═══ Extracted entries

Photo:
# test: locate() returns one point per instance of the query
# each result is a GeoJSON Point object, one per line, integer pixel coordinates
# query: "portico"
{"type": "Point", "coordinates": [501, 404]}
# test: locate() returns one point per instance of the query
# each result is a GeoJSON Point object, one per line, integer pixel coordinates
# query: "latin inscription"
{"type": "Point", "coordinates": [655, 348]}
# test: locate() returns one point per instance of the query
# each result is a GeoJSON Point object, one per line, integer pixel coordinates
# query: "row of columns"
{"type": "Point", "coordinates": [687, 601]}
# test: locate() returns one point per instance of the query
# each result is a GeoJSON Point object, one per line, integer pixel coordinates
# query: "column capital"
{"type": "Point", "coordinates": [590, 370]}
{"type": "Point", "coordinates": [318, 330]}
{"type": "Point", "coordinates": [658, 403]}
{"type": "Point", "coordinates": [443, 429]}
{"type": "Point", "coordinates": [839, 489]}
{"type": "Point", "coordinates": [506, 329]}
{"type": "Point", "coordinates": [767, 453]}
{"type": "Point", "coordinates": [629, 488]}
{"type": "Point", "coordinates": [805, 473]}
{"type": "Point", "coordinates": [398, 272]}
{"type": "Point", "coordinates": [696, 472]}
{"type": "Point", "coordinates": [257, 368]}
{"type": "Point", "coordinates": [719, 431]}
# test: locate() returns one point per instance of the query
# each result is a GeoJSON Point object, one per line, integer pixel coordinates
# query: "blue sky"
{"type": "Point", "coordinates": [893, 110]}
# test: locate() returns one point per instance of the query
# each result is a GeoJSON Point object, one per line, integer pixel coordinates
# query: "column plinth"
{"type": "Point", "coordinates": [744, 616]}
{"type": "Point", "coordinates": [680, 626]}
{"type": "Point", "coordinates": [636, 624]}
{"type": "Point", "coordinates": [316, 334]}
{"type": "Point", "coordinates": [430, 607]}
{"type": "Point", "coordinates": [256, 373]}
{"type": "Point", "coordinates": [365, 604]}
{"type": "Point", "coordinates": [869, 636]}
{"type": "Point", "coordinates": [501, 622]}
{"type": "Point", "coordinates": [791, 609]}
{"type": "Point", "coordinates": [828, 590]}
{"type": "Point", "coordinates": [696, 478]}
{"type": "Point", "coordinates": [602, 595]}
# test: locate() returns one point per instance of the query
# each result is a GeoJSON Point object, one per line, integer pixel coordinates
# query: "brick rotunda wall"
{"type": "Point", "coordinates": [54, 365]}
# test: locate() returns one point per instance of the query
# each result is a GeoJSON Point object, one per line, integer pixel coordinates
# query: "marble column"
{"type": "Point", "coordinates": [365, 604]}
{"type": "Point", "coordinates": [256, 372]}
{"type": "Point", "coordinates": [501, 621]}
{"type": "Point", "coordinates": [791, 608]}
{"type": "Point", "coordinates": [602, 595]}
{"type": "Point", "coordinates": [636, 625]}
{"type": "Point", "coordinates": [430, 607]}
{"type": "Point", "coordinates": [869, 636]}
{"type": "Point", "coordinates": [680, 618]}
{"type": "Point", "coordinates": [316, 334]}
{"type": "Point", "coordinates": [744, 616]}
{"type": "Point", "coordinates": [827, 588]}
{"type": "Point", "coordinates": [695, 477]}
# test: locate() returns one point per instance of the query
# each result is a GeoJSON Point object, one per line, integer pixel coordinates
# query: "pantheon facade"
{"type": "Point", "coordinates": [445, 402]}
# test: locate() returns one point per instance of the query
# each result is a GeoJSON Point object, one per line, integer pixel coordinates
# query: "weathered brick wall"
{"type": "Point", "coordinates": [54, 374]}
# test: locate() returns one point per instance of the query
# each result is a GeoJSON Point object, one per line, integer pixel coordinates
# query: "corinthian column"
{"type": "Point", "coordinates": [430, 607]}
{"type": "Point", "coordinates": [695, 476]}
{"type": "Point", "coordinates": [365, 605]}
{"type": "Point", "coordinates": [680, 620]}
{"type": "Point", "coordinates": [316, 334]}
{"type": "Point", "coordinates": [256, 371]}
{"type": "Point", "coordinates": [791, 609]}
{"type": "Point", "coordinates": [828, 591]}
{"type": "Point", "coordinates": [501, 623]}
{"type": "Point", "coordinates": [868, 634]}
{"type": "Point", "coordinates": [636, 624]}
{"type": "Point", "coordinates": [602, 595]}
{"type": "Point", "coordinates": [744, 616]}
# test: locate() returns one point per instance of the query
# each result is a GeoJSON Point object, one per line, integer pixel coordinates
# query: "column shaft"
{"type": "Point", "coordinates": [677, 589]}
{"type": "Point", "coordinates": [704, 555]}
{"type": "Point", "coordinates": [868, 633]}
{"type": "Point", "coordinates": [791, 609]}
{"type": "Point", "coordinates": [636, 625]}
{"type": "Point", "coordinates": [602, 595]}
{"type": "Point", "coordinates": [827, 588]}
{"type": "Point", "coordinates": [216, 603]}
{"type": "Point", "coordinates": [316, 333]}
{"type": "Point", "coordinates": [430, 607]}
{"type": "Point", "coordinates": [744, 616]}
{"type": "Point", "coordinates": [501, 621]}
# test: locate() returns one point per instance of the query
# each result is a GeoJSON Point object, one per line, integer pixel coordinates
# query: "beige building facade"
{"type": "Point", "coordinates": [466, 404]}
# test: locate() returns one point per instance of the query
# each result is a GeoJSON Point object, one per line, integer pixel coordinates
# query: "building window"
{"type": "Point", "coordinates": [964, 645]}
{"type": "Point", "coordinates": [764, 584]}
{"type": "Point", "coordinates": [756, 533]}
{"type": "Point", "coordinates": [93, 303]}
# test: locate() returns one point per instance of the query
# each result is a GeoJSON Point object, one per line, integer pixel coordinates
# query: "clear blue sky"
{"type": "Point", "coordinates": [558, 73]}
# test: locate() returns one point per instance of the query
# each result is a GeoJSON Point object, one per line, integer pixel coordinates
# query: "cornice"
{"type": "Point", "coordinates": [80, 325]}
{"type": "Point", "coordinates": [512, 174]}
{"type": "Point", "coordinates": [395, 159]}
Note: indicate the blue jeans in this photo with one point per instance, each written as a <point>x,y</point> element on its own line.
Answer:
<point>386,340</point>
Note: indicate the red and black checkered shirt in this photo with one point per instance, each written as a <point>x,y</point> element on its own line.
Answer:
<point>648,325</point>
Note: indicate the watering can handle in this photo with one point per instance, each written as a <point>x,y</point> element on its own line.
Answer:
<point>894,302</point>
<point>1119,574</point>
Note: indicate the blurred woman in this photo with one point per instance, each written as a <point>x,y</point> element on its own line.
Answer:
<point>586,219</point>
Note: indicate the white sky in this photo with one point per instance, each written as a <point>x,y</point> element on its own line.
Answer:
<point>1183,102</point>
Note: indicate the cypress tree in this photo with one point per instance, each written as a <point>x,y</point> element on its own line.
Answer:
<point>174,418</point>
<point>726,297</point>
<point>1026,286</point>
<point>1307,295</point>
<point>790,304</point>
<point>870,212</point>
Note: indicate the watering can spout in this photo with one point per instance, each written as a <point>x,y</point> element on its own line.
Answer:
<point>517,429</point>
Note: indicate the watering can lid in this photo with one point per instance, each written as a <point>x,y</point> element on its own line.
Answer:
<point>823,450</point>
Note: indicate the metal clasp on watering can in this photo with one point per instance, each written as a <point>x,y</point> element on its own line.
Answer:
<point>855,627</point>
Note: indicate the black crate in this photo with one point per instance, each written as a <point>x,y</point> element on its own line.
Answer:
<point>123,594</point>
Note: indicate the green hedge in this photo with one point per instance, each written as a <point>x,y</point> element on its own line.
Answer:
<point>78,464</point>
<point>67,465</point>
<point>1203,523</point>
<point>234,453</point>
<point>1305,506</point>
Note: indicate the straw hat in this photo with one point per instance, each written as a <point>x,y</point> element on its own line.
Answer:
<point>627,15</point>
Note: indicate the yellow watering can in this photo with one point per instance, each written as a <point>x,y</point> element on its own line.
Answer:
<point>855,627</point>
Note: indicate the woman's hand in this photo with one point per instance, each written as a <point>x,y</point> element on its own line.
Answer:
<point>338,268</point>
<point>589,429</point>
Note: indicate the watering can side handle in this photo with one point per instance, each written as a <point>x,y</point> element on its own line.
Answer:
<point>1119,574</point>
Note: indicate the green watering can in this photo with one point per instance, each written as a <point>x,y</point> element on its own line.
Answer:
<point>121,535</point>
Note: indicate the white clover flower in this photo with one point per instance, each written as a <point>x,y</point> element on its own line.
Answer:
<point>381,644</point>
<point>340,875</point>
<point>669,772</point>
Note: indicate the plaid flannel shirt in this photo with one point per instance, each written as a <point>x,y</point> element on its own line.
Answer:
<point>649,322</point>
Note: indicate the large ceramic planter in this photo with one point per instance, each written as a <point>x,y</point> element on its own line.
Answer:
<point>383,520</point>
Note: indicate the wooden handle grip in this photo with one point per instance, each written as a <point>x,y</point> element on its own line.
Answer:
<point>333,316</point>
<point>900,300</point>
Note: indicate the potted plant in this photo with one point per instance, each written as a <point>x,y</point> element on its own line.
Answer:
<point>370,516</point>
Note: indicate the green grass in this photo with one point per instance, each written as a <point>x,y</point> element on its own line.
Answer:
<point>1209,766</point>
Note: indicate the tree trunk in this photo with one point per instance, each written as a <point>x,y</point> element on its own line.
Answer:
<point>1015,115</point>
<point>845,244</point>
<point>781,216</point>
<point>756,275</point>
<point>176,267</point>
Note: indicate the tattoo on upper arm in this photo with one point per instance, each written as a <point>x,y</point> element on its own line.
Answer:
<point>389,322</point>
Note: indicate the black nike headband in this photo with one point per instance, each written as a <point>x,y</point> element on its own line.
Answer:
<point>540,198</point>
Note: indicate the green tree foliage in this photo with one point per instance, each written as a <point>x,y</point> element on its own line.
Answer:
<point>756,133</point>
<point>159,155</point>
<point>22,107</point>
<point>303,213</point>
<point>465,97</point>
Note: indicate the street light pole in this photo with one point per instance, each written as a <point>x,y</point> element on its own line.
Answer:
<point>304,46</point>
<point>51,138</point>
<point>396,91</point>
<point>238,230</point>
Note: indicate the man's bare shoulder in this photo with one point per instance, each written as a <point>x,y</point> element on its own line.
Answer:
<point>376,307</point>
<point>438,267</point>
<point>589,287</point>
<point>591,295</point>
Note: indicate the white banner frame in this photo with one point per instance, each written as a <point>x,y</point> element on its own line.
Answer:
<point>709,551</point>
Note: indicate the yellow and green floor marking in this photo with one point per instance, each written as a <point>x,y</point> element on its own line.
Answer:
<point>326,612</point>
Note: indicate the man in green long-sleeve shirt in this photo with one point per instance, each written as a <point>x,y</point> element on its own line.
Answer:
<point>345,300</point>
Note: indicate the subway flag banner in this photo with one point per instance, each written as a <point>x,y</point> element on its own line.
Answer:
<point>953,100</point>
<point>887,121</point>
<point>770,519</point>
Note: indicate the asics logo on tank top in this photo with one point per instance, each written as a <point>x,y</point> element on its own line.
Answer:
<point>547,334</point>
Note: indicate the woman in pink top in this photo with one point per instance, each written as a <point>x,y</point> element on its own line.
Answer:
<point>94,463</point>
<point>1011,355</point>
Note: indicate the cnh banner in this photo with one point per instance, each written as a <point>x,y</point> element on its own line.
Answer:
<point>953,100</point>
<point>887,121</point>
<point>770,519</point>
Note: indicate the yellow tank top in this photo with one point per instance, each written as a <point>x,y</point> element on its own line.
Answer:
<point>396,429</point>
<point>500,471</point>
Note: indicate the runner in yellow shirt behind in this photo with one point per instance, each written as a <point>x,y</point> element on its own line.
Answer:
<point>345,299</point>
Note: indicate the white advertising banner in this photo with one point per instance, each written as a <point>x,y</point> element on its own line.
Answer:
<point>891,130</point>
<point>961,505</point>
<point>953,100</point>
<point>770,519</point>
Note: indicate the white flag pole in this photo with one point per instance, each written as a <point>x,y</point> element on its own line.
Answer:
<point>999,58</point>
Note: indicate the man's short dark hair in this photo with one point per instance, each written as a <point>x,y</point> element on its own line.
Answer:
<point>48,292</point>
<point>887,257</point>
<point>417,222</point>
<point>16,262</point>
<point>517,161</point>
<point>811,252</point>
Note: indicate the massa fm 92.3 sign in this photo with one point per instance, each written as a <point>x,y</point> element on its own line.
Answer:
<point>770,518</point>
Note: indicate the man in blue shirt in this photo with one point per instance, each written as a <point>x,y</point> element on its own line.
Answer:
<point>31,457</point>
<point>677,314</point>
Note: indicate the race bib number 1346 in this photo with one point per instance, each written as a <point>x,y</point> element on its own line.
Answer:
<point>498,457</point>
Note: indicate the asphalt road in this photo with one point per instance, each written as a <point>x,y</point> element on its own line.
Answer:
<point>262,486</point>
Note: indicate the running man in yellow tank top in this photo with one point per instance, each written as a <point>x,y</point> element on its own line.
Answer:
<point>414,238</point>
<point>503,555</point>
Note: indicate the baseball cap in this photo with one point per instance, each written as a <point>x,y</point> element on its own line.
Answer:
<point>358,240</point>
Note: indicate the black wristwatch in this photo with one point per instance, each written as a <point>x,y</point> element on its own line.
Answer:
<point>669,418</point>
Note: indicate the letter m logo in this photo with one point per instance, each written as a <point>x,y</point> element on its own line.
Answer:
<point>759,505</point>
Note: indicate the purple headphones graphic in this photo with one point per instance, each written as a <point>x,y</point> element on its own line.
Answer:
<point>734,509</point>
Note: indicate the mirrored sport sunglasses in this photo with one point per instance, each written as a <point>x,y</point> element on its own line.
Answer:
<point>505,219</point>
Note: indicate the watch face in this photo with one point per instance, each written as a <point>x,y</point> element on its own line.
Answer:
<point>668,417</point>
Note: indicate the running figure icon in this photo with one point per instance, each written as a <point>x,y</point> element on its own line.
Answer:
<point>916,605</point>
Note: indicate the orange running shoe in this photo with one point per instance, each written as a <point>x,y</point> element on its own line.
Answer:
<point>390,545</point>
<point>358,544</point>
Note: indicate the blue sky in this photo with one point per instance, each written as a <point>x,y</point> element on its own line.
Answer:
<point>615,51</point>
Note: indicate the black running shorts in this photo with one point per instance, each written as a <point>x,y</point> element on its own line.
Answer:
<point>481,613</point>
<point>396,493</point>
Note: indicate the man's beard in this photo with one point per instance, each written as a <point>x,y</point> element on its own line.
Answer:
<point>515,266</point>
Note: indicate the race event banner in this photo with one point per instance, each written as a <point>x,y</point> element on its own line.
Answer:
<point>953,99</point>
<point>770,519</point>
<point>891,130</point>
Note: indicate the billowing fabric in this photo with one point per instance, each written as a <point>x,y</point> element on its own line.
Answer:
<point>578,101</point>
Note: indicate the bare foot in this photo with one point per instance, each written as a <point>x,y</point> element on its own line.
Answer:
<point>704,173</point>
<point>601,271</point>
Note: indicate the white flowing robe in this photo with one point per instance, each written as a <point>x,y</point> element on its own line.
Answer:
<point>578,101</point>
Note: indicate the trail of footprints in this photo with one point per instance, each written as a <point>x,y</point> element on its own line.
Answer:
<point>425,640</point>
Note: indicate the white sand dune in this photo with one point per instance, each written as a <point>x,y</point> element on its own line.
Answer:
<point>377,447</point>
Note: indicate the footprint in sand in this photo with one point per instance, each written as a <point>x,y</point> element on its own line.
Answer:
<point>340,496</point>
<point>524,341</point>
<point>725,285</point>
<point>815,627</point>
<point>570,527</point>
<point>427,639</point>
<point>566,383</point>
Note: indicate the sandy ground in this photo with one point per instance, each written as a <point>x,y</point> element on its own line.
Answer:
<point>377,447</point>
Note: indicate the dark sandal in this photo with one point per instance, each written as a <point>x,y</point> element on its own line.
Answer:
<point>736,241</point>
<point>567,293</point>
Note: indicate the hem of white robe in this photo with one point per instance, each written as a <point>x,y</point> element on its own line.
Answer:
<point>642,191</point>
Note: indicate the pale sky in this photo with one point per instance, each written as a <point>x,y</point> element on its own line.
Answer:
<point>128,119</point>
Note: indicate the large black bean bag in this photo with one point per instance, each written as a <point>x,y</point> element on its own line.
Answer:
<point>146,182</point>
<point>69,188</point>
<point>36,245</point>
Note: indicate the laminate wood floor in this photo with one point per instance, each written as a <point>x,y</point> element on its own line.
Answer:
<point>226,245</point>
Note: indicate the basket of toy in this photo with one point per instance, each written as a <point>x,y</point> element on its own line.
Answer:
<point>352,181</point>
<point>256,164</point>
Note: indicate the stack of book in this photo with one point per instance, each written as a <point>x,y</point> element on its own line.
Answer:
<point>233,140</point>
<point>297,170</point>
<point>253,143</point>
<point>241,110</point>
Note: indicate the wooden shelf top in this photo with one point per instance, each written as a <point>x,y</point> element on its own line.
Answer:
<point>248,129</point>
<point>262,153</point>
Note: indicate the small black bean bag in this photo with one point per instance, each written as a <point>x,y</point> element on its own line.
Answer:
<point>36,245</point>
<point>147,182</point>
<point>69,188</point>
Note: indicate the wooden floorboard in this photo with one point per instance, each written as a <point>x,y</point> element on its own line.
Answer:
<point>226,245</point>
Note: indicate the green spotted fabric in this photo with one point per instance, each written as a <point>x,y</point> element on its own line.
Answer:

══════

Which lines of the records above hold the word "wooden"? Copy each one out.

Exercise result —
Note: indicate the wooden handle grip in this photo with one point per instance, each written as a <point>x,y</point> element on its own line.
Note: indicate the wooden shelf top in this photo with one point per instance, each written as a <point>x,y</point> element on its own line.
Note: indicate the wooden floorboard in this photo with one point per instance, each written as a <point>x,y</point> element on its own line.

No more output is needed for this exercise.